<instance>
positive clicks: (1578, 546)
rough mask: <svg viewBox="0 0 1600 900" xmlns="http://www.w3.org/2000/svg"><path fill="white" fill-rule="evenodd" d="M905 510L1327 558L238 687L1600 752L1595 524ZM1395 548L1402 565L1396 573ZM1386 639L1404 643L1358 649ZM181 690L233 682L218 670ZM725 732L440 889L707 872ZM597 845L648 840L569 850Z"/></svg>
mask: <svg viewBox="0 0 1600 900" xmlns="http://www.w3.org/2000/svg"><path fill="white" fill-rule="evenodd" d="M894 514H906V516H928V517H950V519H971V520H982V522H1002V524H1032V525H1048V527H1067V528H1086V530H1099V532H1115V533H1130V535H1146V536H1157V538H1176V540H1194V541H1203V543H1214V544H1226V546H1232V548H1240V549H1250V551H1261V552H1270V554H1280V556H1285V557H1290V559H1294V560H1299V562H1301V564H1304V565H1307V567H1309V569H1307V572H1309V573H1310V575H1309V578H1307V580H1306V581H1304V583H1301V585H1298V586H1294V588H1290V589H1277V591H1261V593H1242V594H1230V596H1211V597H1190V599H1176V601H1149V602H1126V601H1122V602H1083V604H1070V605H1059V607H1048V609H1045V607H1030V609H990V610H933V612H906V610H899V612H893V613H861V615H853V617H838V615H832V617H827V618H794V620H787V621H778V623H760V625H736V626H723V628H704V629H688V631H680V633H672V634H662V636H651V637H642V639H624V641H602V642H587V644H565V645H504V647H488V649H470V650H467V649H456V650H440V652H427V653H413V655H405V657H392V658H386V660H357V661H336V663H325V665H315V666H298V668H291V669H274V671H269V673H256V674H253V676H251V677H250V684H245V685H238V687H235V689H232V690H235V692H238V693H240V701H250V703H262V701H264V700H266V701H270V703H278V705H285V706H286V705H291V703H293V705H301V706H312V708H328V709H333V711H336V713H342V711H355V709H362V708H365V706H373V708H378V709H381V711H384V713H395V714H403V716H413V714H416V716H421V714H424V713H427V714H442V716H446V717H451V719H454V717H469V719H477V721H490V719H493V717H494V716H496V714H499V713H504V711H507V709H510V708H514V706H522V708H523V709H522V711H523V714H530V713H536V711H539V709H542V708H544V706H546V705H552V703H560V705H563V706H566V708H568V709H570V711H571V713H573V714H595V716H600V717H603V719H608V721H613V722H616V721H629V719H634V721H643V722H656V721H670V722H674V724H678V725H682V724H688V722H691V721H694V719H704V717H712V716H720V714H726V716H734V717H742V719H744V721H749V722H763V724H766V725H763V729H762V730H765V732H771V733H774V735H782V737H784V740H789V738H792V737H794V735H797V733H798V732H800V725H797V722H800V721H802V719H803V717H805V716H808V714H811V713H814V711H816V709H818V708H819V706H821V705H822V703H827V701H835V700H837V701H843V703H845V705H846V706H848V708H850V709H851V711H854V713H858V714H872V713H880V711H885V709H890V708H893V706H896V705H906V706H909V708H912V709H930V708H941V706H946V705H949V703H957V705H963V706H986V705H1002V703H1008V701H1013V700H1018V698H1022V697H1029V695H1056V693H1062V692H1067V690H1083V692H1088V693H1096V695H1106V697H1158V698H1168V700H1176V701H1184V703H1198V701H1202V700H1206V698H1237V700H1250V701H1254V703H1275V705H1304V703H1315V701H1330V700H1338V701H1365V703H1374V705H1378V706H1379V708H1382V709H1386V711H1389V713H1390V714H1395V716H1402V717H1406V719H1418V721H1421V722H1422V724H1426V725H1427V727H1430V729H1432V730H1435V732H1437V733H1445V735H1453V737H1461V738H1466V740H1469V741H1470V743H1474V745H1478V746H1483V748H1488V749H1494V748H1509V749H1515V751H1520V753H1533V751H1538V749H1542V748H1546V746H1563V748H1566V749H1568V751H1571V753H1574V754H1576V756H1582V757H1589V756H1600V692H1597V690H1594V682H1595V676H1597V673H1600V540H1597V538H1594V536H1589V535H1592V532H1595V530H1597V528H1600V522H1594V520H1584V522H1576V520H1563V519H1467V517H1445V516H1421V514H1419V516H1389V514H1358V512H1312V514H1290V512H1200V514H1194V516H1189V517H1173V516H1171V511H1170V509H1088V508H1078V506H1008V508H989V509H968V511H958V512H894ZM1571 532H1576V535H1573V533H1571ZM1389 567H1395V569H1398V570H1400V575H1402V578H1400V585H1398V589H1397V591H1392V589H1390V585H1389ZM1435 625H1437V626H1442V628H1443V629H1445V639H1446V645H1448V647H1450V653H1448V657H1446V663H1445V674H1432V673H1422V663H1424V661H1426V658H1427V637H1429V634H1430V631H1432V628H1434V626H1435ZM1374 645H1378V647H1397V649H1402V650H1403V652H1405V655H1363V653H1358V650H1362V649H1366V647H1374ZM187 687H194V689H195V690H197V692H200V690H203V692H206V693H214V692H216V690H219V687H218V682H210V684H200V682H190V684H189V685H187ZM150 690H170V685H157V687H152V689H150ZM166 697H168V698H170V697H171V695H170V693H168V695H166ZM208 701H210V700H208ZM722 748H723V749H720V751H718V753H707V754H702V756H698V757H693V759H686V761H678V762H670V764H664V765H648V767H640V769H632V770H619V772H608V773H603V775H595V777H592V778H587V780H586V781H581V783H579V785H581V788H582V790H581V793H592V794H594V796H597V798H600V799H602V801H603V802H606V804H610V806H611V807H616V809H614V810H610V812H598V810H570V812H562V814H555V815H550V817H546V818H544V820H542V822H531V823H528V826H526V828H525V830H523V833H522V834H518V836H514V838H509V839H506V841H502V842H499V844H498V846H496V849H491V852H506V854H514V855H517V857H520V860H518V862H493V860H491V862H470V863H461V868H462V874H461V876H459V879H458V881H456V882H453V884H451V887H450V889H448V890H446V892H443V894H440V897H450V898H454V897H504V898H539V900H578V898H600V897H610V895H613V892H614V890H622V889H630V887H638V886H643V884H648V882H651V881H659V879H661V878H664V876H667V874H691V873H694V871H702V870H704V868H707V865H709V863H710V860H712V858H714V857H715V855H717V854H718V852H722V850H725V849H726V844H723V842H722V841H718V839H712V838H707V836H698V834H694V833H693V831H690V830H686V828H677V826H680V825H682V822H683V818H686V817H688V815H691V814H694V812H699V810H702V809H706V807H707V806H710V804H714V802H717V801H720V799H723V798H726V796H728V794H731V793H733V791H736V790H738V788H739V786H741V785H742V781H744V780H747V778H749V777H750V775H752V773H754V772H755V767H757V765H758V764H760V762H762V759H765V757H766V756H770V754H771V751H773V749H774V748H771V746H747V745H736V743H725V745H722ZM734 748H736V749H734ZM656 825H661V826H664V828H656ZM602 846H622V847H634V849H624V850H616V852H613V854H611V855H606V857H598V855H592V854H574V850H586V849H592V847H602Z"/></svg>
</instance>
* * * * *
Each entry above needs to be output exactly as written.

■ Answer
<instance>
positive clicks: (1578, 546)
rough mask: <svg viewBox="0 0 1600 900" xmlns="http://www.w3.org/2000/svg"><path fill="white" fill-rule="evenodd" d="M905 510L1327 558L238 687L1600 752L1595 524ZM1395 548L1402 565L1396 573ZM1386 639L1404 643L1358 649ZM181 690L233 682L218 670ZM725 732L440 889L707 872ZM597 845L648 840L569 850Z"/></svg>
mask: <svg viewBox="0 0 1600 900" xmlns="http://www.w3.org/2000/svg"><path fill="white" fill-rule="evenodd" d="M894 514H906V516H928V517H950V519H971V520H982V522H1002V524H1032V525H1048V527H1067V528H1086V530H1099V532H1115V533H1130V535H1146V536H1157V538H1176V540H1194V541H1203V543H1214V544H1226V546H1232V548H1240V549H1250V551H1261V552H1270V554H1280V556H1285V557H1290V559H1294V560H1299V562H1301V564H1304V565H1307V567H1309V569H1307V572H1309V573H1310V575H1309V578H1307V580H1306V581H1304V583H1301V585H1298V586H1294V588H1290V589H1277V591H1261V593H1242V594H1230V596H1211V597H1190V599H1176V601H1149V602H1126V601H1122V602H1083V604H1070V605H1059V607H1048V609H1045V607H1030V609H990V610H933V612H906V610H899V612H893V613H861V615H853V617H838V615H832V617H827V618H794V620H787V621H778V623H760V625H736V626H723V628H704V629H688V631H680V633H672V634H662V636H651V637H642V639H624V641H602V642H587V644H565V645H504V647H488V649H470V650H467V649H456V650H440V652H427V653H413V655H405V657H392V658H386V660H357V661H336V663H325V665H315V666H298V668H291V669H274V671H269V673H256V674H253V676H251V677H250V684H245V685H238V687H235V689H232V690H235V692H238V693H240V701H250V703H262V701H264V700H266V701H270V703H278V705H285V706H286V705H291V703H293V705H301V706H312V708H328V709H333V711H336V713H342V711H355V709H362V708H365V706H373V708H378V709H381V711H384V713H395V714H403V716H413V714H416V716H421V714H424V713H427V714H442V716H446V717H451V719H454V717H469V719H477V721H490V719H493V717H494V716H496V714H499V713H504V711H507V709H510V708H514V706H522V708H523V709H522V711H523V714H530V713H536V711H539V709H542V708H544V706H546V705H552V703H560V705H563V706H566V708H568V709H570V711H571V713H573V714H595V716H600V717H603V719H608V721H613V722H616V721H629V719H634V721H643V722H656V721H670V722H674V724H678V725H682V724H688V722H691V721H694V719H704V717H712V716H720V714H726V716H734V717H742V719H744V721H749V722H763V724H766V725H763V729H762V730H765V732H771V733H774V735H782V737H784V740H789V738H792V737H794V735H797V733H798V732H800V725H797V722H800V721H802V719H803V717H805V716H808V714H811V713H814V711H816V709H818V708H819V706H821V705H822V703H827V701H835V700H837V701H843V703H845V705H846V706H848V708H850V709H851V711H854V713H858V714H872V713H880V711H885V709H890V708H893V706H896V705H906V706H909V708H912V709H930V708H941V706H946V705H949V703H957V705H963V706H986V705H1002V703H1008V701H1013V700H1018V698H1022V697H1029V695H1056V693H1062V692H1067V690H1083V692H1088V693H1096V695H1106V697H1158V698H1168V700H1176V701H1184V703H1198V701H1202V700H1206V698H1237V700H1250V701H1254V703H1275V705H1304V703H1315V701H1330V700H1338V701H1365V703H1374V705H1378V706H1379V708H1382V709H1386V711H1389V713H1390V714H1395V716H1402V717H1406V719H1418V721H1421V722H1422V724H1426V725H1427V727H1430V729H1432V730H1435V732H1437V733H1445V735H1453V737H1461V738H1466V740H1469V741H1470V743H1474V745H1478V746H1483V748H1488V749H1494V748H1509V749H1515V751H1520V753H1533V751H1538V749H1542V748H1546V746H1563V748H1566V749H1568V751H1571V753H1574V754H1576V756H1582V757H1589V756H1600V692H1597V690H1594V682H1595V676H1597V673H1600V540H1597V538H1594V536H1589V535H1592V532H1595V530H1597V528H1600V522H1594V520H1584V522H1576V520H1563V519H1467V517H1445V516H1421V514H1419V516H1389V514H1358V512H1312V514H1290V512H1200V514H1194V516H1189V517H1173V516H1171V511H1170V509H1088V508H1078V506H1008V508H989V509H968V511H958V512H894ZM1571 532H1576V535H1573V533H1571ZM1389 567H1395V569H1398V570H1400V575H1402V578H1400V585H1398V589H1397V591H1392V589H1390V585H1389ZM1435 625H1437V626H1442V628H1443V629H1445V639H1446V645H1448V647H1450V653H1448V657H1446V663H1445V674H1432V673H1422V663H1424V661H1426V658H1427V637H1429V634H1430V631H1432V628H1434V626H1435ZM1374 645H1378V647H1397V649H1402V650H1403V652H1405V655H1363V653H1358V650H1362V649H1366V647H1374ZM187 687H194V689H195V690H197V692H200V690H203V692H206V693H214V692H216V690H219V687H218V682H210V684H200V682H190V684H189V685H187ZM150 690H170V685H157V687H152V689H150ZM166 697H168V698H170V697H171V695H170V693H168V695H166ZM208 701H210V700H208ZM722 748H723V749H720V751H718V753H707V754H702V756H698V757H693V759H686V761H678V762H670V764H664V765H648V767H640V769H632V770H619V772H608V773H603V775H595V777H592V778H587V780H586V781H581V783H579V785H581V788H582V790H581V793H592V794H594V796H597V798H600V799H602V801H603V802H606V804H610V806H611V807H616V809H614V810H610V812H598V810H570V812H562V814H555V815H550V817H546V818H544V820H542V822H531V823H528V826H526V828H525V830H523V833H522V834H518V836H514V838H509V839H506V841H502V842H499V844H498V846H496V849H491V852H506V854H514V855H517V857H520V860H518V862H493V860H491V862H470V863H461V868H462V874H461V876H459V879H458V881H456V882H453V884H451V887H450V889H448V890H446V892H443V894H440V897H450V898H454V897H504V898H539V900H578V898H600V897H610V895H613V892H614V890H622V889H630V887H638V886H643V884H648V882H651V881H659V879H661V878H664V876H667V874H691V873H694V871H702V870H704V868H707V865H709V863H710V860H712V858H714V857H715V855H717V854H718V852H722V850H725V849H726V844H723V842H722V841H718V839H712V838H707V836H698V834H694V833H693V831H690V830H686V828H677V826H680V825H682V822H683V818H686V817H688V815H691V814H694V812H699V810H702V809H706V807H707V806H710V804H714V802H717V801H720V799H723V798H726V796H728V794H731V793H733V791H736V790H738V788H739V786H741V785H742V781H744V780H747V778H749V777H750V775H752V773H754V772H755V767H757V765H758V764H760V762H762V759H765V757H766V756H770V754H771V751H773V749H774V748H771V746H747V745H736V743H725V745H722ZM734 748H736V749H734ZM656 825H661V826H664V828H656ZM602 846H622V847H634V849H624V850H616V852H613V854H611V855H606V857H598V855H592V854H574V850H586V849H592V847H602Z"/></svg>
</instance>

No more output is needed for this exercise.